------ ENTRIES SHOWN

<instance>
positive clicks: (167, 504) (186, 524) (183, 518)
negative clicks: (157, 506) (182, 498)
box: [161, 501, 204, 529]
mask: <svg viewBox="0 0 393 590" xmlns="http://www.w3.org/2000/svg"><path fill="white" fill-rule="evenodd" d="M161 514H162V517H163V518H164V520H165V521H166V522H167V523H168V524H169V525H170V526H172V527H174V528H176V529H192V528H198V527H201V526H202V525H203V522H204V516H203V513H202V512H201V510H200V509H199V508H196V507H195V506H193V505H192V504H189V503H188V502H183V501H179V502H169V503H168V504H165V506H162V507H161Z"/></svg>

------------

**WHAT YOU SHOULD DO**
Pull out each line of the data that contains the word "clicks".

**SOLUTION FOR THIS PROBLEM**
positive clicks: (167, 504) (186, 524) (183, 518)
negative clicks: (157, 506) (182, 498)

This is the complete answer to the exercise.